Point placement records:
════════════════
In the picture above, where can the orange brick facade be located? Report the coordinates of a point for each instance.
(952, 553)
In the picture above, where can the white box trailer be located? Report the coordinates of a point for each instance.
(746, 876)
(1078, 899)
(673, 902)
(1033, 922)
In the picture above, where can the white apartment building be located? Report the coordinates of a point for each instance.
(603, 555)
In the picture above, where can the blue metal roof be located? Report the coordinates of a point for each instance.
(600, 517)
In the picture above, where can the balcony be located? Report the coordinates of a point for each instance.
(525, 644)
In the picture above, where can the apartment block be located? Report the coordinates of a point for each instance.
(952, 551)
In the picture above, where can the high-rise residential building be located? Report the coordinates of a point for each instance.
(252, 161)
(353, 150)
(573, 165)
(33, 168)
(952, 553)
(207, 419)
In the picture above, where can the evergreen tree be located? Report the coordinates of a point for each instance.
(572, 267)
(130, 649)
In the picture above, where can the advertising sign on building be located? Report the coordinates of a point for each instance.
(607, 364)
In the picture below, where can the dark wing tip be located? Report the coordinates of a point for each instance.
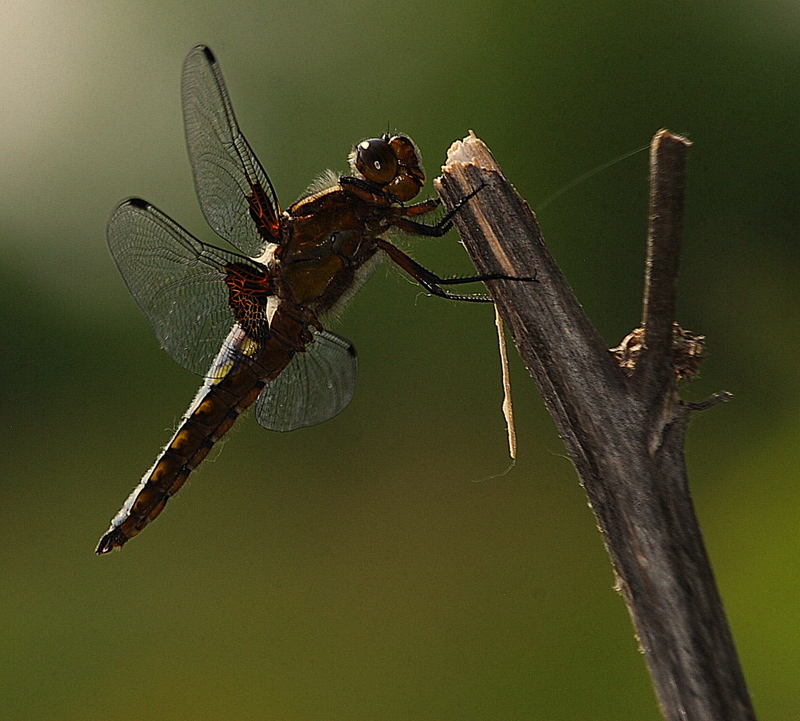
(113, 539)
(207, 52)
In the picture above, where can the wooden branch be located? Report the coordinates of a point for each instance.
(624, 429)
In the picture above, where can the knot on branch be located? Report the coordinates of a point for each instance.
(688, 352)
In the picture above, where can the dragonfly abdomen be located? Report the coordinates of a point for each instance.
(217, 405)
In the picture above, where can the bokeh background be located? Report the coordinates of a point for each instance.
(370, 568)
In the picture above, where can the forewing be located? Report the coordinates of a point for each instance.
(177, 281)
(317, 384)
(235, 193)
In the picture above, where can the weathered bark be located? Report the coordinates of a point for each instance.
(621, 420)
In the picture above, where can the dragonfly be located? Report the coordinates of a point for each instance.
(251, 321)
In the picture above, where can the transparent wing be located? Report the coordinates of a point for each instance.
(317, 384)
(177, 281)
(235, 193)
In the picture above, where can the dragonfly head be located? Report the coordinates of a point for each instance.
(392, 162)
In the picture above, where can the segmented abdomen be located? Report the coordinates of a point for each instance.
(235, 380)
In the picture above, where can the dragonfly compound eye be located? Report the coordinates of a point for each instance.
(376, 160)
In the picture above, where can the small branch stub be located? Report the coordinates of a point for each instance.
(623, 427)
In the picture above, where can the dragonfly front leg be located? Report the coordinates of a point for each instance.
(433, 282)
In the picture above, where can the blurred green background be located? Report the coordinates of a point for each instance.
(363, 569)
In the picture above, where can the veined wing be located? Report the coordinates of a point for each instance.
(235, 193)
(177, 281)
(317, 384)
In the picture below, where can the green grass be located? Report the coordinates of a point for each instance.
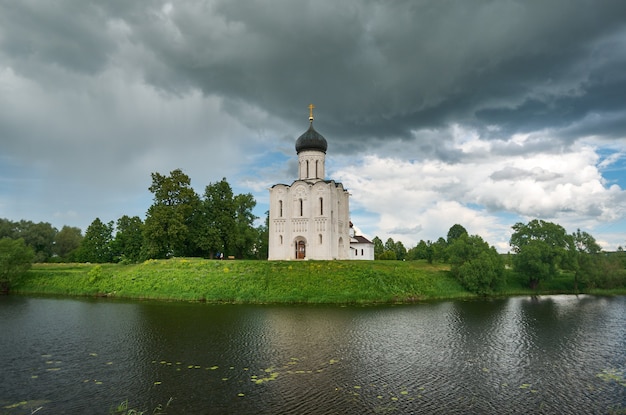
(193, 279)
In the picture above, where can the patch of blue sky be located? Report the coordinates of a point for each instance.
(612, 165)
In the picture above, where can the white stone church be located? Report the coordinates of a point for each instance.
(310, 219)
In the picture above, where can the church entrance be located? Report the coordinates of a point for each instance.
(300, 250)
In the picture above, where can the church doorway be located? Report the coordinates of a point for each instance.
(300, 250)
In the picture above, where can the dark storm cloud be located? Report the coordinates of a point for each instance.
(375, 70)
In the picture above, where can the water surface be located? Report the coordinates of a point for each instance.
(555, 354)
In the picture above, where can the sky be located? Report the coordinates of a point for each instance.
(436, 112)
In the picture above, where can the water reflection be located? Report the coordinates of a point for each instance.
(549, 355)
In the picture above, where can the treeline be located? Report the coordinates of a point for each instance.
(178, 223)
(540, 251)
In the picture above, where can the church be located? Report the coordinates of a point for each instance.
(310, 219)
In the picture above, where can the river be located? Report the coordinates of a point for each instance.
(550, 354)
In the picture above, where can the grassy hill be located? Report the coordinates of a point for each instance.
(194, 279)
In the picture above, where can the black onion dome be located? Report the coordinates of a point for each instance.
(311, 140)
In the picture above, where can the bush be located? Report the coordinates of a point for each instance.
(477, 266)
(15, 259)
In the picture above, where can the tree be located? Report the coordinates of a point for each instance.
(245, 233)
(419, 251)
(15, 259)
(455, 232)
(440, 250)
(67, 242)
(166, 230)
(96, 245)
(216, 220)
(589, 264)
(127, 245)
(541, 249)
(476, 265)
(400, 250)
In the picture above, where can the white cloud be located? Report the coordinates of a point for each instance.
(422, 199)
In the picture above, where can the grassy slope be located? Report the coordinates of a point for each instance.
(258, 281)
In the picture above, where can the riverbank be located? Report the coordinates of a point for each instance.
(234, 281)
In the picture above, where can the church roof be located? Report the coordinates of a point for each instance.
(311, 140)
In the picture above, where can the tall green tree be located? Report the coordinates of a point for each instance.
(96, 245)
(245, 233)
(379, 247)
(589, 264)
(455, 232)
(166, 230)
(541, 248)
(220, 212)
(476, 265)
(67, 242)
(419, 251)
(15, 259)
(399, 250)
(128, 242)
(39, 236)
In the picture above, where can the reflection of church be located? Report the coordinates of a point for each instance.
════════════════
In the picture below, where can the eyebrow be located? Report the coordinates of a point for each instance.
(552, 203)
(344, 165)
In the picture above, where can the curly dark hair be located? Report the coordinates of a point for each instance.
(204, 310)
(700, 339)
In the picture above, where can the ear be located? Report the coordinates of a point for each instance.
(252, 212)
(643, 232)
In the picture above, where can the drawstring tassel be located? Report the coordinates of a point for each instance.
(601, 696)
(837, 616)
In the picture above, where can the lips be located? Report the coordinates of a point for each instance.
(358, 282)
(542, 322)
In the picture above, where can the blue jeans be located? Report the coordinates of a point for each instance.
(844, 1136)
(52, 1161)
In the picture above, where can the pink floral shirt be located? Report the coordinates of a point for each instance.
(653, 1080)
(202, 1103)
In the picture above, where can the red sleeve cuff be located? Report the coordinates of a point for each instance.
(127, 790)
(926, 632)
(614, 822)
════════════════
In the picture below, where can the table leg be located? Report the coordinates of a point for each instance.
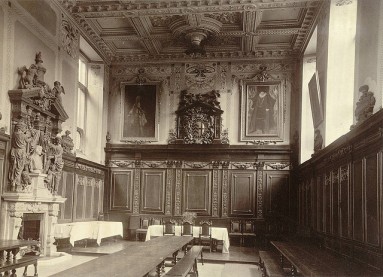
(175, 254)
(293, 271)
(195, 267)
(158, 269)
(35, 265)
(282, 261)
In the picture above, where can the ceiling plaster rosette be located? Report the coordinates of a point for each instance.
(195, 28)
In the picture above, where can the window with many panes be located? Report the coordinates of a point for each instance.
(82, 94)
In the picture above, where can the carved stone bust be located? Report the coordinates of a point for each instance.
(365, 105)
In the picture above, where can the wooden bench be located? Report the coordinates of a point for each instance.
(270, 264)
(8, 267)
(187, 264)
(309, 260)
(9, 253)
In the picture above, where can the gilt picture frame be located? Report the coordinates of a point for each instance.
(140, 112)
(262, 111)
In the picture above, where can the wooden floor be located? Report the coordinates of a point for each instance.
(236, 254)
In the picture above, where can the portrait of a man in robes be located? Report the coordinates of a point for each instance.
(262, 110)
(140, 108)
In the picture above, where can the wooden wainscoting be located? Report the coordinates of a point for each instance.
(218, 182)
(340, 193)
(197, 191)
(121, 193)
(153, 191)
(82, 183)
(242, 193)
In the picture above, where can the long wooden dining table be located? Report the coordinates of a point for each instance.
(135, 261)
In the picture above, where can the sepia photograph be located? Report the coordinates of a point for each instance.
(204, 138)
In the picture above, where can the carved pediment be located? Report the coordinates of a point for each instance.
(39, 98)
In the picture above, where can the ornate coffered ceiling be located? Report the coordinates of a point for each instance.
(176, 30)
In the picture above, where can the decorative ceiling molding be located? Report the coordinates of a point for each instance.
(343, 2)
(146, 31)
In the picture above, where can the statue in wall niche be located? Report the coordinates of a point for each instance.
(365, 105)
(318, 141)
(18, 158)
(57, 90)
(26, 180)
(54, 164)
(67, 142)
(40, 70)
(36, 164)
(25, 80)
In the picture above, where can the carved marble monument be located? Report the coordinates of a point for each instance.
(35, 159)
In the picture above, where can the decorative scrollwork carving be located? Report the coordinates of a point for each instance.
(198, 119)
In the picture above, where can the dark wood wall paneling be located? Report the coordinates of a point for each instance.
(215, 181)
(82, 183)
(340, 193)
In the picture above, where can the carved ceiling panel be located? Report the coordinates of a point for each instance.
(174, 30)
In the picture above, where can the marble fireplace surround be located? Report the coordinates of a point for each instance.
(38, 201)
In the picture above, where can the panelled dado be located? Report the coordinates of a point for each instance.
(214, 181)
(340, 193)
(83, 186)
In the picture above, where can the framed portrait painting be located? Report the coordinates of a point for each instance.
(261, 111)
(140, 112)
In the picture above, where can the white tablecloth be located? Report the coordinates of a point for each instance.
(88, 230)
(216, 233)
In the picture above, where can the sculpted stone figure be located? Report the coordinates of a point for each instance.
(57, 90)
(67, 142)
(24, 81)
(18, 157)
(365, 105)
════════════════
◆ The exercise ◆
Filter the lines above down to those containing the string "reflection", treating uppercase and lowercase as different, and copy each matching line.

◆ Correct answer ◆
In the picture above, where can the water reflection be located? Report the coordinates of a point for each instance.
In the picture above, where can the reflection of church be located? Report the coordinates of a point for each instance.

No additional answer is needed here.